■ **EXERCISE DESCRIPTION**: Report every line of the data that includes "banner".

(Data extracted from a collection)
Start of Block
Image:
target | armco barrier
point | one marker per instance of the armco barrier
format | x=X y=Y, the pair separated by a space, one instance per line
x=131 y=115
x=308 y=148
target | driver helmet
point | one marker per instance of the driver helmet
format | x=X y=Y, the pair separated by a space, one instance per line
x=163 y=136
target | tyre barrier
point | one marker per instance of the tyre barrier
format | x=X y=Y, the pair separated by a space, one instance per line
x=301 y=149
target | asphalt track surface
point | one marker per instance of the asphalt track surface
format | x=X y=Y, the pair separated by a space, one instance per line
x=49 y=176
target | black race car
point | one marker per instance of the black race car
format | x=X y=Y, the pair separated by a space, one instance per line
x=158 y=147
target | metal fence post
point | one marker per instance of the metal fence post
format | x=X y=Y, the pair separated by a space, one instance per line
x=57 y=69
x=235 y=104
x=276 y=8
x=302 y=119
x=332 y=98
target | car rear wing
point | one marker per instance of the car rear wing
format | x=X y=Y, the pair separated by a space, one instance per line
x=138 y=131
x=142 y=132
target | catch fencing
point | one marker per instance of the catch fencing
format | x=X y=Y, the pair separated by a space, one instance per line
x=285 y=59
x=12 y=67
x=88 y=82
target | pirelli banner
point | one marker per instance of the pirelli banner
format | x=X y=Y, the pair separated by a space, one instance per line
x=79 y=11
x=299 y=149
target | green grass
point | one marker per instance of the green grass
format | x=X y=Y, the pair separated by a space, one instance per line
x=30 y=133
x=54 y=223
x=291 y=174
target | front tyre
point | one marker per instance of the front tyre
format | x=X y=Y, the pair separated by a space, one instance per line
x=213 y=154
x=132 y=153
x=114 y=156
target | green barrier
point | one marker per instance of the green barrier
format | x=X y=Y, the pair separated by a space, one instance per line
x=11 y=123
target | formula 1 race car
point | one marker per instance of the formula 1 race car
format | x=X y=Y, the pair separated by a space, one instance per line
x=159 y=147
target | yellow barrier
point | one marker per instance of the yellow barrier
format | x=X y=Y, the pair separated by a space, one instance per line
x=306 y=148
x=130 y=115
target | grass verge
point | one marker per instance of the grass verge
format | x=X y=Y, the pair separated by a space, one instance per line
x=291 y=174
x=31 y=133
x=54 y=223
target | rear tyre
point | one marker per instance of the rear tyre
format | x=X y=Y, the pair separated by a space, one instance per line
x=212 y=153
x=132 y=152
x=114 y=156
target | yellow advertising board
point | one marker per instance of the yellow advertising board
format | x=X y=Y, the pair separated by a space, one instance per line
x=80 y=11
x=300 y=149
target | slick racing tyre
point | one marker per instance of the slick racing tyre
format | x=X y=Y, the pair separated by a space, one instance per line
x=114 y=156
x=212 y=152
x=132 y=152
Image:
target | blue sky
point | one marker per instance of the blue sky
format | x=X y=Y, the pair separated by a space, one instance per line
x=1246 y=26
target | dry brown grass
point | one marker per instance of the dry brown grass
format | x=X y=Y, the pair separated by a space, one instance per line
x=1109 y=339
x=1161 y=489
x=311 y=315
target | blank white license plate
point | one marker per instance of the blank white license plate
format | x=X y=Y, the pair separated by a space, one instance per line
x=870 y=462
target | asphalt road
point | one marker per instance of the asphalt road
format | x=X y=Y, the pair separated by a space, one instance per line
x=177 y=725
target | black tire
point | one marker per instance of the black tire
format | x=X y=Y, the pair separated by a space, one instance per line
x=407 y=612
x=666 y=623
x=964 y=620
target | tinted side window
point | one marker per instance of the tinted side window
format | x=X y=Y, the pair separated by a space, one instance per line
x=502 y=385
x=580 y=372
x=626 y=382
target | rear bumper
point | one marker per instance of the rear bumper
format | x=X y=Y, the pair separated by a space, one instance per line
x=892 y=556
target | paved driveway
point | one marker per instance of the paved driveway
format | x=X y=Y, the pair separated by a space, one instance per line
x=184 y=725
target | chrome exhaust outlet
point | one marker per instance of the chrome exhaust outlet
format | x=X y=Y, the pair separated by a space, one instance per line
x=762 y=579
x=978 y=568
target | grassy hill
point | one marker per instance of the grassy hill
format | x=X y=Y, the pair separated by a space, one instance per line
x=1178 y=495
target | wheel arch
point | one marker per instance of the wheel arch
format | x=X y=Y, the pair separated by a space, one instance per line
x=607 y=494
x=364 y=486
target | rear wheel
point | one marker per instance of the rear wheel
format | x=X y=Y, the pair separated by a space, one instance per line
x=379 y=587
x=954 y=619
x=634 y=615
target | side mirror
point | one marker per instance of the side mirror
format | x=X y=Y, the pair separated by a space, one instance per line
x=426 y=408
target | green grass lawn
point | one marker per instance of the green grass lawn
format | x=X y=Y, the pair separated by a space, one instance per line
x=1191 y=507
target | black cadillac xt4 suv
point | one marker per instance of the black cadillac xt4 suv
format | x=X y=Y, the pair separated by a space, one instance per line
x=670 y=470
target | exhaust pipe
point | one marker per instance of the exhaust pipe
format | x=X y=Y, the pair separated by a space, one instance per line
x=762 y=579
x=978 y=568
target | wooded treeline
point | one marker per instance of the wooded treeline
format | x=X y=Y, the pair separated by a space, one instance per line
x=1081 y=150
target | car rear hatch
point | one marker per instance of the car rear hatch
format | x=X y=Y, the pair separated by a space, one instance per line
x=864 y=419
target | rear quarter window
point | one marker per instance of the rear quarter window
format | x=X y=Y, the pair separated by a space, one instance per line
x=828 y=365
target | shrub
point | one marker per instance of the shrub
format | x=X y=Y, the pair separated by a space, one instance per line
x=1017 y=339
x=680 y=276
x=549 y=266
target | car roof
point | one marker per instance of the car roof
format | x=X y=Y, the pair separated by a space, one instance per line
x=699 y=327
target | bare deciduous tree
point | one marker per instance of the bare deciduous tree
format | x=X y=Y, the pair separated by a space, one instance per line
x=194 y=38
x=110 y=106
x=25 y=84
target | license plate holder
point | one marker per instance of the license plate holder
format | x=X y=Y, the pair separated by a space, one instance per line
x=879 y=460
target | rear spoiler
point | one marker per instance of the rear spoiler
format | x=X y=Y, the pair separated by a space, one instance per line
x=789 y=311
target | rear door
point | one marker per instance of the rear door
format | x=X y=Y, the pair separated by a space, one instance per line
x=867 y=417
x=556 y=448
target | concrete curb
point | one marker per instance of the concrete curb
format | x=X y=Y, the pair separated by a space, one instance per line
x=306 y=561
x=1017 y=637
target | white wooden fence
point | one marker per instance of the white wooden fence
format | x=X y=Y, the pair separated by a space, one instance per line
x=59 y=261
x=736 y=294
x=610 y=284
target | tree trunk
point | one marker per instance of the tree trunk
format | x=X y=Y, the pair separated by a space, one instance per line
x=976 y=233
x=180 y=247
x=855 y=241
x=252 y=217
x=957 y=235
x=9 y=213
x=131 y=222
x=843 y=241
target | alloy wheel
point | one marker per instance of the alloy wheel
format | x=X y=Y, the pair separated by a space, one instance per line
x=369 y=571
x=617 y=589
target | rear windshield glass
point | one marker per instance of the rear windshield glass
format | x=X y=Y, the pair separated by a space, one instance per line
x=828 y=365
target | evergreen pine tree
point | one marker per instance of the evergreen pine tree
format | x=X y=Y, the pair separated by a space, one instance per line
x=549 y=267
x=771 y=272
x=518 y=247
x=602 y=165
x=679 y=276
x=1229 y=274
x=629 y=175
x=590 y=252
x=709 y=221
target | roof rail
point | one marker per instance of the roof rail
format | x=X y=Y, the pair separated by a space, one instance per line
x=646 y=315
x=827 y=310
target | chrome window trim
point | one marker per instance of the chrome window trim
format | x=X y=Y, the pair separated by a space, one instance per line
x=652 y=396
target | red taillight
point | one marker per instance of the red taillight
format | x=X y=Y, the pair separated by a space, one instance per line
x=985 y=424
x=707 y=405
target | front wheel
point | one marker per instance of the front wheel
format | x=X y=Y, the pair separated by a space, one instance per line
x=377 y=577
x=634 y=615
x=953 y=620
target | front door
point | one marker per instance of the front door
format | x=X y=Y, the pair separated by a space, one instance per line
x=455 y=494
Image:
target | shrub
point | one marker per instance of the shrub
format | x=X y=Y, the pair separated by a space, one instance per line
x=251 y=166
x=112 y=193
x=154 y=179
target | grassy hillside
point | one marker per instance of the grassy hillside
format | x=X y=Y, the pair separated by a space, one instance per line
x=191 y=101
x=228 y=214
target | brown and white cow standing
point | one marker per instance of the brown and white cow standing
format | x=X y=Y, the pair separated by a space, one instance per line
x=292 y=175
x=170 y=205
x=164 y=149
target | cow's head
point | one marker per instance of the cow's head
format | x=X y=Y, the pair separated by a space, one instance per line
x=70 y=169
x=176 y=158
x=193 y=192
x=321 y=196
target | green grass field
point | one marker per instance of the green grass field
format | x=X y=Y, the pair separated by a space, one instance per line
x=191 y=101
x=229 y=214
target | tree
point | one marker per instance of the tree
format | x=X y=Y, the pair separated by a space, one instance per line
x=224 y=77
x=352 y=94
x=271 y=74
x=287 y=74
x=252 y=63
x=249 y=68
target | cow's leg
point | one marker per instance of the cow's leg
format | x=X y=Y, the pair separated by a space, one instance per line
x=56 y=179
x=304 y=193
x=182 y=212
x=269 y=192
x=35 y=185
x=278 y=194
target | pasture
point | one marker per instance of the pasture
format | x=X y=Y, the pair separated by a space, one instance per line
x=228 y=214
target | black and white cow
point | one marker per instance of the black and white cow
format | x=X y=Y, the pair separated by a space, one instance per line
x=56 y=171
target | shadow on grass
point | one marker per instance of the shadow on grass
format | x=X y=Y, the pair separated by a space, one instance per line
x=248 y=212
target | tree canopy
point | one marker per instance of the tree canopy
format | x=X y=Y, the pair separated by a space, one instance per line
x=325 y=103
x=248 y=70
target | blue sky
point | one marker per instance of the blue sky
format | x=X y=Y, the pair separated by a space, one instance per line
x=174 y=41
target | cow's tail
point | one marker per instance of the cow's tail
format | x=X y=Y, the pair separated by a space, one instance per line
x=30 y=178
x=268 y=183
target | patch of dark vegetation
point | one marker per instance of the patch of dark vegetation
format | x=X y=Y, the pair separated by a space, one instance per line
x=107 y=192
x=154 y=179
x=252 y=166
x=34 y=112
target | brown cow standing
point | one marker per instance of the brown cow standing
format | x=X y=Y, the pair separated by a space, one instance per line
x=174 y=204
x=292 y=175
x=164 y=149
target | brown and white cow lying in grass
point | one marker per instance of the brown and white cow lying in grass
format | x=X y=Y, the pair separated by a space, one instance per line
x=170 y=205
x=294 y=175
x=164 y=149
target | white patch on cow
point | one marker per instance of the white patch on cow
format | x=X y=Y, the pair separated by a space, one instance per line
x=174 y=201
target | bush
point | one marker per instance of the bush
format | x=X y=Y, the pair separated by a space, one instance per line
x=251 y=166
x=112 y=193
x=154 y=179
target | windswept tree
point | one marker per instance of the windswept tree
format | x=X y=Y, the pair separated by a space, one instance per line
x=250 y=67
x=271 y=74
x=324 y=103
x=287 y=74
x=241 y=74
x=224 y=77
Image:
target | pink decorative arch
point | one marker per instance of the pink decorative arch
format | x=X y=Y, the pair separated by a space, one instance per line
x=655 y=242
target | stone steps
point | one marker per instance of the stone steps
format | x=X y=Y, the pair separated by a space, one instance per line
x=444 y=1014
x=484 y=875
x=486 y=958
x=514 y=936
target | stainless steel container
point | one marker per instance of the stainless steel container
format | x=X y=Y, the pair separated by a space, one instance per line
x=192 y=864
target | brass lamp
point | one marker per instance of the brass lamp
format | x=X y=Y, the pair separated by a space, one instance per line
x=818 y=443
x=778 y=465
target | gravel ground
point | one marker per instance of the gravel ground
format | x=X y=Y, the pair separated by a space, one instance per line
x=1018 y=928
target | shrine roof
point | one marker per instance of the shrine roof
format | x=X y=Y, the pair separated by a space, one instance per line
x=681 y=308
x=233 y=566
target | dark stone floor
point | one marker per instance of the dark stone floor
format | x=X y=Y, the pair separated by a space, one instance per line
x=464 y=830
End of Block
■ **ANSWER TO THIS PROBLEM**:
target | pirelli banner
point | one marker per instance of the pirelli banner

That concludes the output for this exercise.